__Document text__.
*** Block opens ***
Last week I described my year-end process of reflection. I loved the stories readers left in the comment section. As you’ll see below, they influenced my process.
One reader, Gwen Stamm, spurred a question in my mind. Is there a word that could combine both the idea of play and discipline, two superficially opposite ideas? I pondered . . . .
Then my husband Stuart sent me an article The New York Times called How to Cultivate the Art of Serendipity.
As I read the article, I began to feel some familiar symptoms. Elizabeth Gilbert, in her book Big Magic: Creative Living Beyond Fear, describes the moment of arrival of a new idea this way: “The hairs on the back of my neck stood up for an instant, and I felt a little sick, a little dizzy.”
This is it, I thought. Here comes the gift I’ve been waiting for all December and knew would arrive just in time.
I’ve long been a fan of this word and of the experience I thought it named. But the article deepened my understanding of the term, its history, and its application to my life now. Like most people today, I’ve used this term to mean a lucky coincidence. But when the word first arose, in 1754, it meant having a special skill for observation. In that way SERENDIPITY is not about luck but about cultivating an ability to NOTICE.
*** Block closes ***
__Work instructions__.
(a) Can you reproduce the serendipity post word for word, starting at "This is it, I" and ending at "ability to NOTICE."?
(b) In the serendipity post, what did the word mean when it first arose in 1754?

__Records supplied__.
*** Block opens ***
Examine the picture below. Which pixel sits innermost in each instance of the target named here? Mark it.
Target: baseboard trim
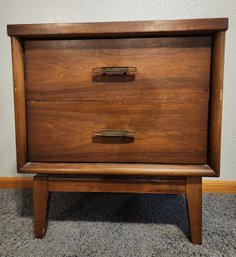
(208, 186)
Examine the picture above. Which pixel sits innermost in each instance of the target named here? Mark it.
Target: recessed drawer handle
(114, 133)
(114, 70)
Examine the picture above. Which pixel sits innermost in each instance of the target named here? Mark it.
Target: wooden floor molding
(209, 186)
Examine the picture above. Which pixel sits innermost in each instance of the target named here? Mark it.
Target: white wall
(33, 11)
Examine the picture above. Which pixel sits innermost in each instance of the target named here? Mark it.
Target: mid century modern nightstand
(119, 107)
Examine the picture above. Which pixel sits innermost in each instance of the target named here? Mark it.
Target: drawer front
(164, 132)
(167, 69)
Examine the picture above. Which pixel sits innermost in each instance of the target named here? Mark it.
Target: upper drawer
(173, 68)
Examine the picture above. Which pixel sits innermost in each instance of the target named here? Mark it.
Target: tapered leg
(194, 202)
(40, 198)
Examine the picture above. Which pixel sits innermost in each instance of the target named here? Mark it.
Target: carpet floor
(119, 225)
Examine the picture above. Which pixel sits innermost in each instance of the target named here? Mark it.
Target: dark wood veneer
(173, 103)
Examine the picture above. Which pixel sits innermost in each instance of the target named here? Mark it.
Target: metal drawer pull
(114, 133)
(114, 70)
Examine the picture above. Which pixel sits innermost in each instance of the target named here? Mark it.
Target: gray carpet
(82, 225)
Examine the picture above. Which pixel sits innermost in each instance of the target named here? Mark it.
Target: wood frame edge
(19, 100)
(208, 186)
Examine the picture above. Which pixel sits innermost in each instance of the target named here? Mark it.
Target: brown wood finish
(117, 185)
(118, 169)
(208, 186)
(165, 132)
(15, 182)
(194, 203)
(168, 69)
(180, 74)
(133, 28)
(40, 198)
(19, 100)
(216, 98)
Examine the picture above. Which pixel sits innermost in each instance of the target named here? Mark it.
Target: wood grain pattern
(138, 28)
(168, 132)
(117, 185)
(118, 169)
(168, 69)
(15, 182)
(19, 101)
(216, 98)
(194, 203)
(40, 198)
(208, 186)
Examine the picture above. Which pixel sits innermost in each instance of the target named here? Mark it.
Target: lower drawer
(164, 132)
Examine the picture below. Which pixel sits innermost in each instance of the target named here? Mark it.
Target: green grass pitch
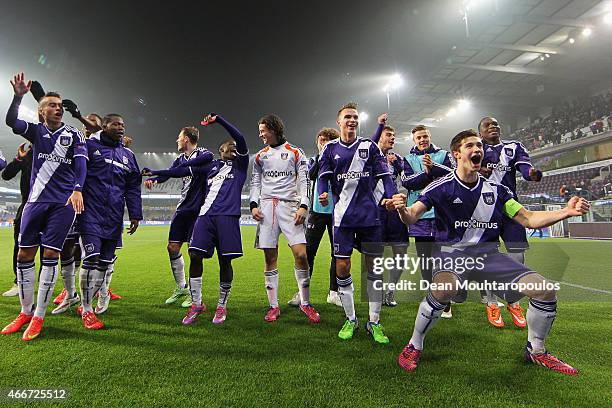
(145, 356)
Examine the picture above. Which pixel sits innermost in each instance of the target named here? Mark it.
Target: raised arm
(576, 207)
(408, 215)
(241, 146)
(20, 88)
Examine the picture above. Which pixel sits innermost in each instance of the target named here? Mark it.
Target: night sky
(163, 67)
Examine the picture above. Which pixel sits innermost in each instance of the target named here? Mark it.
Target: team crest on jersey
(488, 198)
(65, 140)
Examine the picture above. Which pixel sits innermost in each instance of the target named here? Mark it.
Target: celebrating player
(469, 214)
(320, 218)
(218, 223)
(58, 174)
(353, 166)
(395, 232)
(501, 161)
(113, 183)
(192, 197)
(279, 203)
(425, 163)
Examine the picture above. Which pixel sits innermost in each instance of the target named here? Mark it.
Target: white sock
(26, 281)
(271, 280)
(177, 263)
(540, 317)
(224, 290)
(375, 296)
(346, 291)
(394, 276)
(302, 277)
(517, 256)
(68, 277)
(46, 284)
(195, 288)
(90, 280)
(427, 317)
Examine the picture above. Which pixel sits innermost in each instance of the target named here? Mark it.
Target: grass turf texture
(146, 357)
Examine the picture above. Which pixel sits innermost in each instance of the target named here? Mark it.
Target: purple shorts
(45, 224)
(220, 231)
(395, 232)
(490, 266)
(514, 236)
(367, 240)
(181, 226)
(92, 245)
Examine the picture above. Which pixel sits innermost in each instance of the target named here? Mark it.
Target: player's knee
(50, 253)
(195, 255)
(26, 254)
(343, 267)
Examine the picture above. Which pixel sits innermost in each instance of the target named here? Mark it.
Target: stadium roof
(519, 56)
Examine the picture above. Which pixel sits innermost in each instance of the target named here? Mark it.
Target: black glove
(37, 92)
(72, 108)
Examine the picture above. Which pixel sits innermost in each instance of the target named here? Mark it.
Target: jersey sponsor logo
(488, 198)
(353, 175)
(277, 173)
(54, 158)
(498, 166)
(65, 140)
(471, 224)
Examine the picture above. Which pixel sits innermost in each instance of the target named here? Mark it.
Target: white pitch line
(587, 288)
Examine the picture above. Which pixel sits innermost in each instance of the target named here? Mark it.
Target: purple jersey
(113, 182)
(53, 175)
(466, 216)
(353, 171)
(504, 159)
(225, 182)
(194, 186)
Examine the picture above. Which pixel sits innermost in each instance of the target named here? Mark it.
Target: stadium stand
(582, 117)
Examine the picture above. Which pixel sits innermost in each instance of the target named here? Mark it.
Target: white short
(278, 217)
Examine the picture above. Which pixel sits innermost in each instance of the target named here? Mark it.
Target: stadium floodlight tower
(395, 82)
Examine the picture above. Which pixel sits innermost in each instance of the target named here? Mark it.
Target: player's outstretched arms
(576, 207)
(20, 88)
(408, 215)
*** Block closes ***
*** Block opens ***
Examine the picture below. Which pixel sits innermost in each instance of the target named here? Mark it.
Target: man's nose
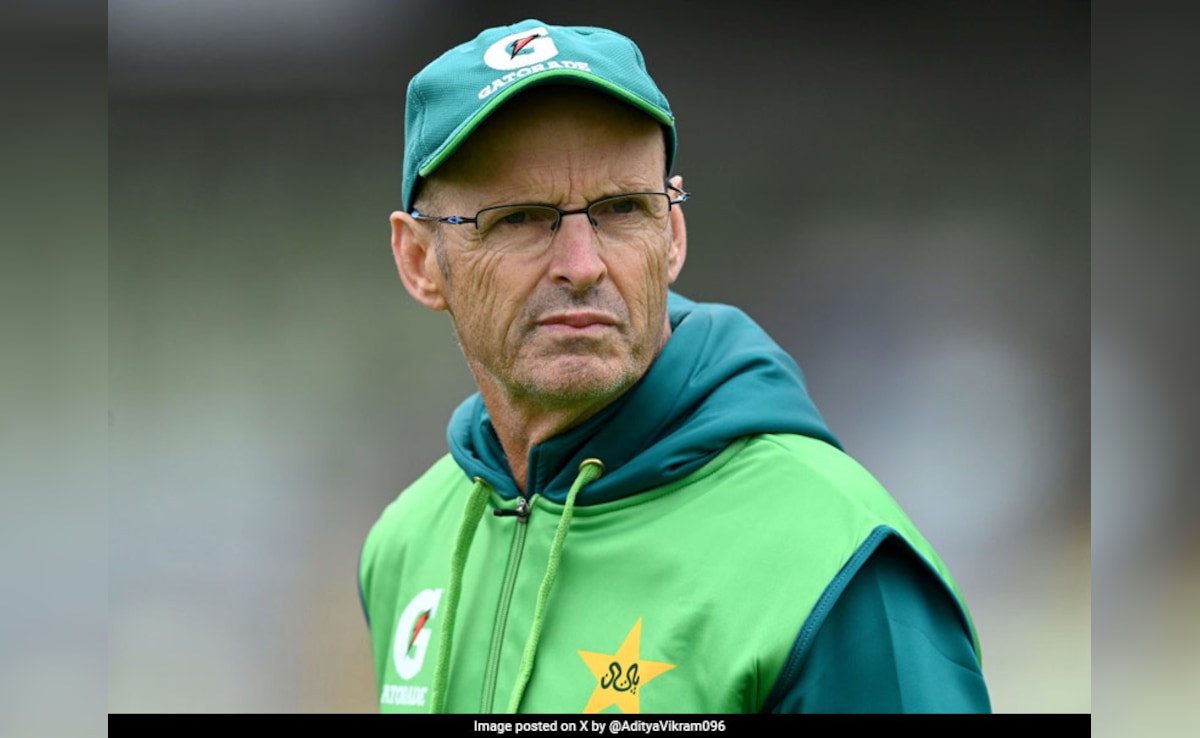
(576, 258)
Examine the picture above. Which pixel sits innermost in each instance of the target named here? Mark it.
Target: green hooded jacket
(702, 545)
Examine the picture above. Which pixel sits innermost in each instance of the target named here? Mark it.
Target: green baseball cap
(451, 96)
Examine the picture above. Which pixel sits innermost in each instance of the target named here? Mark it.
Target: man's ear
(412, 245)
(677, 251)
*** Block closes ***
__Exercise results__.
(a)
This is it, I thought. Here comes the gift I’ve been waiting for all December and knew would arrive just in time.
I’ve long been a fan of this word and of the experience I thought it named. But the article deepened my understanding of the term, its history, and its application to my life now. Like most people today, I’ve used this term to mean a lucky coincidence. But when the word first arose, in 1754, it meant having a special skill for observation. In that way SERENDIPITY is not about luck but about cultivating an ability to NOTICE.

(b) It meant having a special skill for observation.